• _WHAT IS BEING ASKED_
From the data below, return all lines holding the string "shoulder".

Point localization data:
*** Begin section ***

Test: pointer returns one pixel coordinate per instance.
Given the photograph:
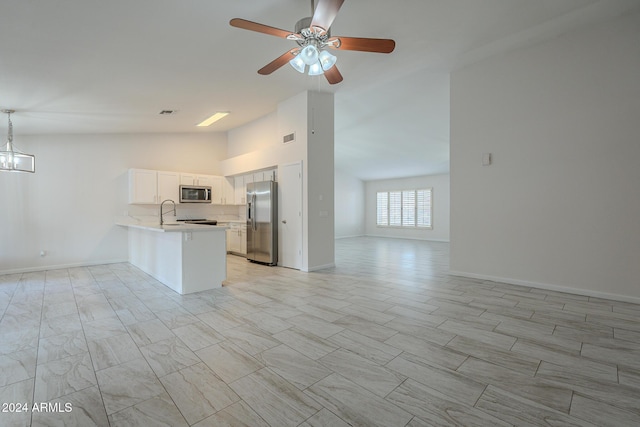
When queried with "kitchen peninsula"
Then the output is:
(185, 257)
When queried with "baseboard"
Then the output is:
(349, 237)
(61, 266)
(320, 267)
(408, 238)
(549, 287)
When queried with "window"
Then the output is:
(407, 208)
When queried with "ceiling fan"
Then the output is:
(313, 36)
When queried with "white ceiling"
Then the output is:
(110, 66)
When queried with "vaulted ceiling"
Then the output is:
(110, 66)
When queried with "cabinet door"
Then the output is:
(168, 186)
(243, 239)
(143, 186)
(205, 180)
(228, 191)
(235, 238)
(187, 179)
(240, 190)
(216, 190)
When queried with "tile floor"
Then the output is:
(387, 338)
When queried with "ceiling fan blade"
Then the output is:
(365, 44)
(325, 13)
(277, 63)
(260, 28)
(333, 75)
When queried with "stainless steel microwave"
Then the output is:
(195, 194)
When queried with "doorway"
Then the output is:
(290, 215)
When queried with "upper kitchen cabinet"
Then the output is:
(152, 187)
(202, 180)
(240, 190)
(222, 192)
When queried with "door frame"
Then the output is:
(282, 213)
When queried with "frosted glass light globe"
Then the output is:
(309, 54)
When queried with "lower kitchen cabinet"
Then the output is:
(237, 239)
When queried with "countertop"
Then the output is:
(172, 227)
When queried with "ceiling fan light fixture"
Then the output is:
(298, 64)
(316, 69)
(327, 60)
(309, 54)
(12, 159)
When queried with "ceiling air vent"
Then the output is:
(289, 138)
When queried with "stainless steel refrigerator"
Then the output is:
(262, 222)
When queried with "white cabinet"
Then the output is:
(241, 181)
(243, 239)
(222, 192)
(237, 238)
(152, 187)
(192, 179)
(228, 191)
(216, 190)
(240, 192)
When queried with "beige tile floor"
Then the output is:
(387, 338)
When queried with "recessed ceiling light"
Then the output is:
(217, 116)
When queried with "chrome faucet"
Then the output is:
(162, 214)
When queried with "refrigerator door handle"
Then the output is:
(253, 219)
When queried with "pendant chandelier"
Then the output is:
(12, 159)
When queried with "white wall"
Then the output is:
(310, 116)
(440, 185)
(349, 205)
(560, 206)
(255, 136)
(68, 207)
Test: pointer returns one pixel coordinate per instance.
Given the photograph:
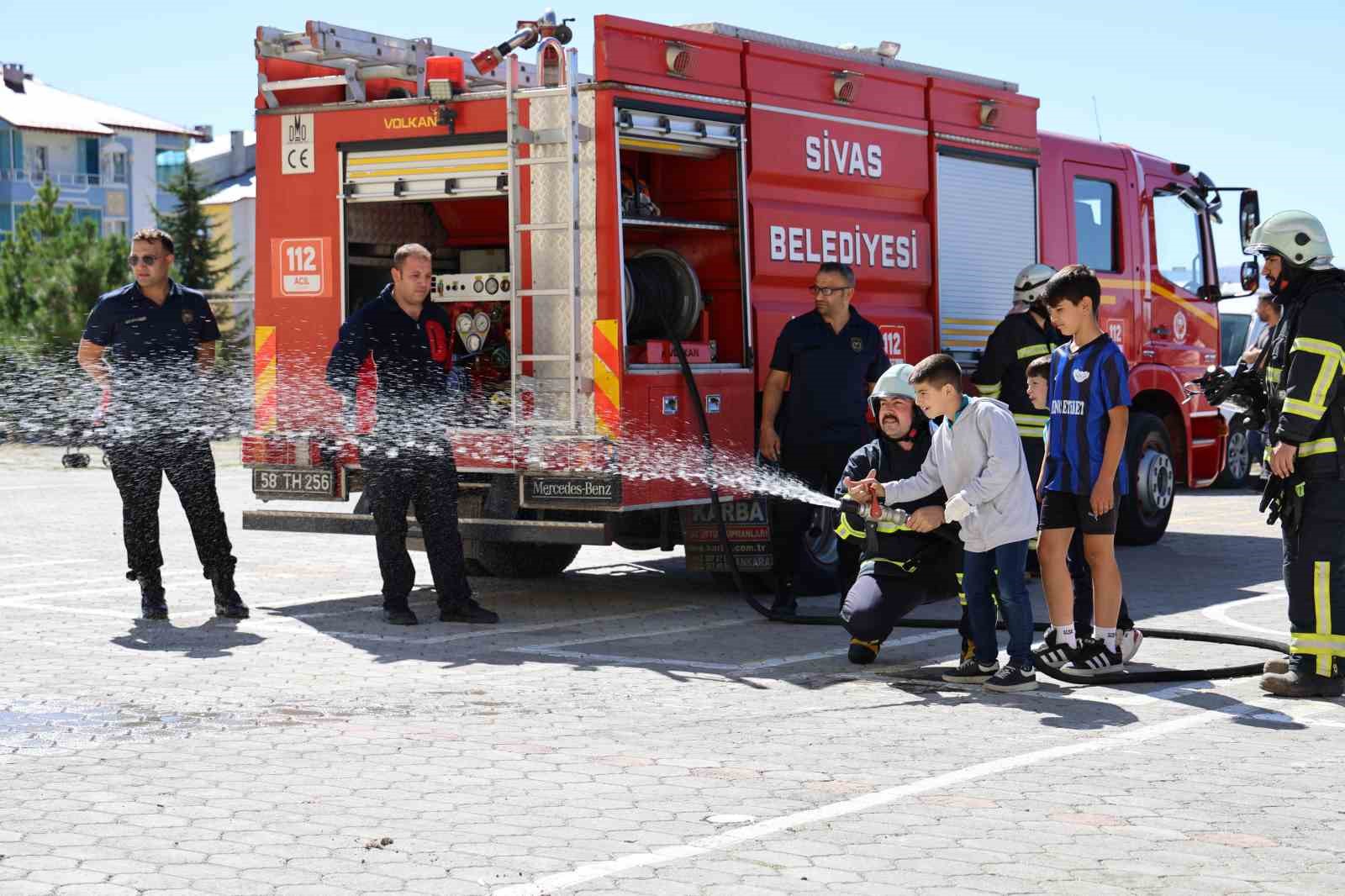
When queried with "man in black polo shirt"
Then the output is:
(409, 456)
(151, 346)
(829, 358)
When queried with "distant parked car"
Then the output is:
(1239, 329)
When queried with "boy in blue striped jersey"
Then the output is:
(1084, 474)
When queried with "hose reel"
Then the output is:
(661, 286)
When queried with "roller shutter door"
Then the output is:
(988, 233)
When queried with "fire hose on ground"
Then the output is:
(1113, 678)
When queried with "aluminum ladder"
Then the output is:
(549, 282)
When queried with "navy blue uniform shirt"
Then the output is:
(829, 377)
(152, 349)
(414, 360)
(1084, 387)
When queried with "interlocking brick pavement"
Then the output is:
(625, 730)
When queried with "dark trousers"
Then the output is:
(874, 604)
(1082, 577)
(139, 468)
(1315, 576)
(430, 479)
(820, 467)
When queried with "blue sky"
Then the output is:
(1248, 94)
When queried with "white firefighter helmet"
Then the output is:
(1297, 237)
(1029, 286)
(894, 382)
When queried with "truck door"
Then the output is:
(1098, 226)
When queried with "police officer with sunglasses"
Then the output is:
(151, 347)
(829, 358)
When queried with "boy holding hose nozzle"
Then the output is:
(975, 455)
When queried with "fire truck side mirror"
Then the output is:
(1248, 215)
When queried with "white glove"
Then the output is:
(957, 509)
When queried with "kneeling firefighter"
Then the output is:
(901, 566)
(1306, 417)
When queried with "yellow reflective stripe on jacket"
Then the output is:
(1320, 347)
(1028, 353)
(1318, 447)
(1304, 409)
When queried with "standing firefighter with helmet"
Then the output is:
(1308, 421)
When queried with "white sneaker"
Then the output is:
(1129, 642)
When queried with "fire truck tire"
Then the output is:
(1147, 510)
(524, 561)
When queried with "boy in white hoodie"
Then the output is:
(977, 458)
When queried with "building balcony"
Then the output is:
(65, 179)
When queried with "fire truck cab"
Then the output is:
(584, 229)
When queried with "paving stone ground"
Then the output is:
(625, 730)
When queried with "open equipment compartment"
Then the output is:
(447, 194)
(679, 192)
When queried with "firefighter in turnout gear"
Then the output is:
(1308, 421)
(901, 566)
(1024, 335)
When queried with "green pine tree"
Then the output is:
(53, 269)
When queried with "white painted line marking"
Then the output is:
(50, 562)
(1219, 613)
(495, 630)
(619, 660)
(598, 871)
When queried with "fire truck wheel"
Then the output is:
(1237, 463)
(1153, 482)
(525, 561)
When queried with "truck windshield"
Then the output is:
(1179, 244)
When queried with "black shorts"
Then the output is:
(1067, 510)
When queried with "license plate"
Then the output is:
(293, 483)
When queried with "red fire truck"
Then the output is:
(693, 183)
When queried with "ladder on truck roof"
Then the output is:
(356, 57)
(557, 284)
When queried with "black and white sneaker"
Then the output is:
(1052, 651)
(1013, 678)
(972, 673)
(1095, 660)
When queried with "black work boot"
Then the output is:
(152, 604)
(466, 609)
(1302, 680)
(397, 613)
(228, 603)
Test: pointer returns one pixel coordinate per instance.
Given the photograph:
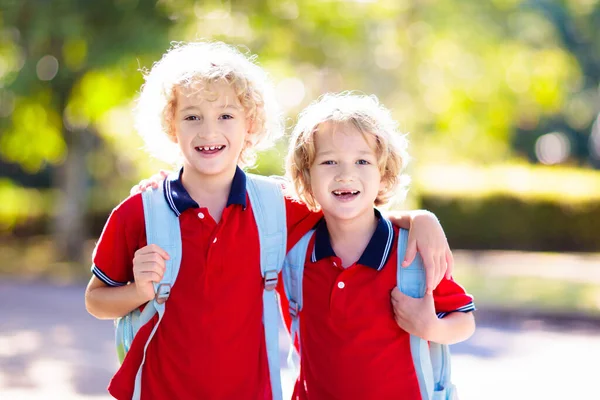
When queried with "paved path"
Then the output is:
(50, 348)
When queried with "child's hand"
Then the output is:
(152, 182)
(148, 267)
(427, 237)
(415, 316)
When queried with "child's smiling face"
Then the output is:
(345, 177)
(211, 128)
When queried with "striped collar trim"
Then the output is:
(180, 200)
(377, 252)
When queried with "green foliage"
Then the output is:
(501, 222)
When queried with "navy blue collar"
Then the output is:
(376, 253)
(180, 200)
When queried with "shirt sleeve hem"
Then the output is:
(466, 308)
(104, 278)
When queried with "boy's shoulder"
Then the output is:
(130, 210)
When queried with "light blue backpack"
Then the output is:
(162, 229)
(431, 360)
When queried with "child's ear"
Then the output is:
(383, 186)
(250, 126)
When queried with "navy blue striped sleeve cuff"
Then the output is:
(104, 278)
(466, 308)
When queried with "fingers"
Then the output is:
(411, 253)
(397, 295)
(149, 264)
(150, 249)
(430, 273)
(450, 264)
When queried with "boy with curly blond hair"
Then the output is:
(207, 107)
(346, 156)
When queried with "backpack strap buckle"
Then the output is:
(271, 278)
(162, 292)
(294, 308)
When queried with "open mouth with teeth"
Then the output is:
(209, 149)
(345, 194)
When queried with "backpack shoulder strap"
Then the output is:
(162, 229)
(431, 360)
(268, 205)
(293, 271)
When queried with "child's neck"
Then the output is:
(350, 237)
(210, 191)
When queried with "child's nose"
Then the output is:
(207, 129)
(344, 174)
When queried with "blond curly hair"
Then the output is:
(187, 64)
(370, 118)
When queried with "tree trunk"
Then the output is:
(72, 181)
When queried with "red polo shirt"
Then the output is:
(352, 347)
(210, 343)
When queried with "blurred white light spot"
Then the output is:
(22, 342)
(552, 148)
(290, 92)
(47, 68)
(595, 139)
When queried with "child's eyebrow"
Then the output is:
(224, 107)
(330, 152)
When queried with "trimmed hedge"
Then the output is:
(503, 222)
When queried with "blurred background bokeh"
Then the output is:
(500, 98)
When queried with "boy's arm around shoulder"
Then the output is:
(108, 302)
(444, 317)
(124, 267)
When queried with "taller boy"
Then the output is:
(212, 107)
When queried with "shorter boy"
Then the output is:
(346, 157)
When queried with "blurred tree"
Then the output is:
(464, 78)
(61, 72)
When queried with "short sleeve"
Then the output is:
(450, 297)
(123, 234)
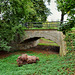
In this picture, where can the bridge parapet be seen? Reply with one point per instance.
(43, 25)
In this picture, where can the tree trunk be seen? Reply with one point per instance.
(62, 17)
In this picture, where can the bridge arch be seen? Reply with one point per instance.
(53, 35)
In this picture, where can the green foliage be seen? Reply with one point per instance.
(68, 8)
(48, 64)
(67, 26)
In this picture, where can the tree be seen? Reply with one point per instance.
(68, 7)
(15, 14)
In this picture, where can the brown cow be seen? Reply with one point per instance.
(25, 59)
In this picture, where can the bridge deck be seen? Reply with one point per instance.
(42, 25)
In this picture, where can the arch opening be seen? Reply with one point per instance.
(42, 46)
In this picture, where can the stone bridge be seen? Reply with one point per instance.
(30, 39)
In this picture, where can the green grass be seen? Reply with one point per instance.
(73, 28)
(42, 28)
(48, 65)
(48, 44)
(46, 40)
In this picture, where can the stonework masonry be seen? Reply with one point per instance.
(54, 35)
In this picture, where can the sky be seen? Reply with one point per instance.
(55, 16)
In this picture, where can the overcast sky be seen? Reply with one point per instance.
(55, 16)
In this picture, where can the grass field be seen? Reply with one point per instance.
(48, 65)
(51, 43)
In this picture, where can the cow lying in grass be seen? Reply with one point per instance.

*** End section ***

• _TASK SOLUTION_
When queried with "boy's shoulder"
When queried with "backpack shoulder strap"
When queried with "boy's arm around shoulder"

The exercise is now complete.